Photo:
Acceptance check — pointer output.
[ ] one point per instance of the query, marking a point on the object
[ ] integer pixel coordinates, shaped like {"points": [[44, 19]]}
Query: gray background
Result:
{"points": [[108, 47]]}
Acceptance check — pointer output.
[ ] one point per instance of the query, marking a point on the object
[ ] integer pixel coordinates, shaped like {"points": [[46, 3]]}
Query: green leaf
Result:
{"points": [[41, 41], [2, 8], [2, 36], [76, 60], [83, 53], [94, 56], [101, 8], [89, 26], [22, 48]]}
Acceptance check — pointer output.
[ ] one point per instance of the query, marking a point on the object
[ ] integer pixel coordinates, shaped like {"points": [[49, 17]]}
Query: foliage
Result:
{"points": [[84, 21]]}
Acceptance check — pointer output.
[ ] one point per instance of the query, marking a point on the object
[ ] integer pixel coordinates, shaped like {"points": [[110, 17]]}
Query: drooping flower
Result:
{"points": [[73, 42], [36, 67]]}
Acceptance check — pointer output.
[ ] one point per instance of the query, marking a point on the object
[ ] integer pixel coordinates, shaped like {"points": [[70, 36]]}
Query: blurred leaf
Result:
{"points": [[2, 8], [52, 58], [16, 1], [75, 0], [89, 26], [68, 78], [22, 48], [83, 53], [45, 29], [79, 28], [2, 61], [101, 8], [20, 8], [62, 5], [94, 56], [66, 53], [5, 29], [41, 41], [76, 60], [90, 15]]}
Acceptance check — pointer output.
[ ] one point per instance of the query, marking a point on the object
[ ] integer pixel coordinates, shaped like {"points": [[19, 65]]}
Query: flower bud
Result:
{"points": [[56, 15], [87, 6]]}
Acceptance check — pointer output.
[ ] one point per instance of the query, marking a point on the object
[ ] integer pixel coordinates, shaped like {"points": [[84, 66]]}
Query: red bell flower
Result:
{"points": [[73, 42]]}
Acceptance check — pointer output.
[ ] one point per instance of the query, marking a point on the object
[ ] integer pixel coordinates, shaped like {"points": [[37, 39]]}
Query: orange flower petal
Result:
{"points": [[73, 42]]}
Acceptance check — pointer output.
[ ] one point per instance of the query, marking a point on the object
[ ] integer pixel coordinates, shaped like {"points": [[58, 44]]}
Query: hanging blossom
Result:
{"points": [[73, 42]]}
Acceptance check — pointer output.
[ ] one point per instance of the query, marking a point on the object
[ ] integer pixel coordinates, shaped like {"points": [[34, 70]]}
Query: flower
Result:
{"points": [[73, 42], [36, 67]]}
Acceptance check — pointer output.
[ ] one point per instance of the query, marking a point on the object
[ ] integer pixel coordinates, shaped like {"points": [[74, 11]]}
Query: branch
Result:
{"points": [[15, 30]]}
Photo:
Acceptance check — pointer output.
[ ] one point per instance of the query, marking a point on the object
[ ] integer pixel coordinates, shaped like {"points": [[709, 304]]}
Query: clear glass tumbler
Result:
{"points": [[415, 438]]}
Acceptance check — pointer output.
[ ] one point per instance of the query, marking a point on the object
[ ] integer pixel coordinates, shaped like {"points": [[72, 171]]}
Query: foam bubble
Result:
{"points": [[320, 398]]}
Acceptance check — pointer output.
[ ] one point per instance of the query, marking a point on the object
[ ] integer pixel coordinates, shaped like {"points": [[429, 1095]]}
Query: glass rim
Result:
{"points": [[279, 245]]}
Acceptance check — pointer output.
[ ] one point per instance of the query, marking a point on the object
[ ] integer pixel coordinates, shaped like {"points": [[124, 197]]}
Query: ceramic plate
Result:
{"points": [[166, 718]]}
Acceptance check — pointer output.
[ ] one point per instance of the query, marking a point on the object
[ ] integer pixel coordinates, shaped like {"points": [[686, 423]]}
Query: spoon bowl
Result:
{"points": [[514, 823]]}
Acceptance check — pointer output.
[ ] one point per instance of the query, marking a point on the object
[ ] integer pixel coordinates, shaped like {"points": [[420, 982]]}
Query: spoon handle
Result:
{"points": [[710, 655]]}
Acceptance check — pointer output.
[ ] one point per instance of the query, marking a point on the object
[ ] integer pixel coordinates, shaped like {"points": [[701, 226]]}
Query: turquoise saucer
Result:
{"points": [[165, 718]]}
++++++
Produce an exact copy of all the records.

Photo:
Acceptance check — pointer output.
[ ] one point per instance of the query, marking a point on the object
[ ] integer pixel coordinates, shaped like {"points": [[44, 19]]}
Query: gray background
Result:
{"points": [[108, 47]]}
Acceptance check — pointer output.
[ ] one point per instance of the query, marking a point on the object
[ ] integer pixel coordinates, shaped like {"points": [[46, 3]]}
Query: green leaf
Result:
{"points": [[41, 41], [2, 8], [2, 36], [76, 60], [83, 53], [94, 56], [101, 8], [89, 26], [22, 48]]}
Acceptance check — pointer output.
[ ] one point per instance of the query, marking a point on the object
[ ] integer pixel coordinates, shaped like {"points": [[49, 17]]}
Query: foliage
Result:
{"points": [[84, 21]]}
Acceptance check — pointer output.
[ ] one point per instance of the query, marking a point on the object
[ ] integer pixel coordinates, shaped like {"points": [[110, 17]]}
Query: drooping flower
Result:
{"points": [[73, 42], [36, 67]]}
Acceptance check — pointer output.
[ ] one point per instance of the query, marking a point on the object
[ ] integer pixel coordinates, shaped like {"points": [[70, 36]]}
Query: blurred leaf
Result:
{"points": [[2, 8], [52, 58], [16, 1], [75, 0], [89, 26], [68, 78], [22, 48], [83, 53], [45, 29], [79, 28], [2, 61], [101, 8], [20, 8], [62, 5], [94, 56], [66, 53], [5, 29], [41, 41], [76, 60], [90, 15]]}
Acceptance check — pointer output.
[ ] one point per instance of the query, marking a point on the object
[ ] integer pixel coordinates, shaped like {"points": [[19, 65]]}
Query: flower bud
Result:
{"points": [[56, 15], [87, 6]]}
Acceptance check — pointer output.
[ ] one point per instance of the query, marking a point on the object
[ ] integer pixel coordinates, shaped like {"points": [[84, 66]]}
Query: red bell flower
Result:
{"points": [[73, 42]]}
Acceptance check — pointer output.
[ ] one point per instance of the query, marking a point on the object
[ ] integer pixel coordinates, shaped like {"points": [[37, 39]]}
Query: orange flower petal
Result:
{"points": [[73, 42]]}
Acceptance check — pointer output.
[ ] one point per instance of the query, marking a point on the object
[ ] integer pixel coordinates, shaped like {"points": [[58, 44]]}
Query: hanging blossom
Result:
{"points": [[73, 42]]}
Acceptance check — pointer output.
[ ] one point per instance of the query, marking a point on the object
[ ] integer pixel coordinates, shaped like {"points": [[34, 70]]}
Query: flower
Result:
{"points": [[73, 42], [36, 67]]}
Acceptance check — pointer output.
[ ] one point per instance of the query, marking a point on the object
[ ] integer pixel coordinates, shaped like {"points": [[74, 11]]}
Query: branch
Result:
{"points": [[15, 30]]}
Photo:
Acceptance check — pointer output.
[ ] one point per instance of the query, marking a point on the object
[ ] integer pixel coordinates, shaped like {"points": [[709, 304]]}
Query: clear glass tumbler
Result:
{"points": [[415, 438]]}
Acceptance check — pointer output.
[ ] one point per instance of the query, marking a point on the object
[ ] integer pixel coordinates, shaped like {"points": [[72, 171]]}
Query: foam bubble
Result:
{"points": [[320, 398]]}
Acceptance check — pointer output.
[ ] one point per instance of the query, marking a point on the object
[ ] integer pixel coordinates, shaped like {"points": [[429, 1095]]}
Query: glass rim
Result:
{"points": [[279, 245]]}
Acceptance check — pointer output.
[ ] one point per instance of the query, marking a point on the object
[ ] integer pixel coordinates, shaped like {"points": [[124, 197]]}
Query: ceramic plate
Result:
{"points": [[166, 718]]}
Acceptance check — pointer output.
[ ] one point per instance of the query, marking a point on the object
[ ] integer pixel coordinates, shaped like {"points": [[686, 423]]}
Query: spoon bowl
Result:
{"points": [[514, 823]]}
Acceptance check — pointer output.
[ ] one point per instance of the query, marking a point on the object
[ ] integer pixel coordinates, shaped like {"points": [[420, 982]]}
Query: spoon handle
Result:
{"points": [[710, 655]]}
Acceptance check — pointer output.
[ ] one point per instance of the query, marking a point on the object
[ ] integer pixel coordinates, shaped like {"points": [[701, 226]]}
Query: turquoise saucer
Result:
{"points": [[165, 718]]}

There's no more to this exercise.